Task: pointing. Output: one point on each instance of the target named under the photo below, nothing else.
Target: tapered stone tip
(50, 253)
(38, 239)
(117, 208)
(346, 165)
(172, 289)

_ _ _

# [EXERCISE OBJECTIVE]
Print every one of the entries above again verbatim, keeping each line as it appears.

# [WRITTEN RESPONSE]
Task: pointing. Output: one point on each instance of the target named under the photo below, nothing else.
Target: tapered stone tip
(50, 253)
(38, 239)
(117, 208)
(346, 165)
(172, 289)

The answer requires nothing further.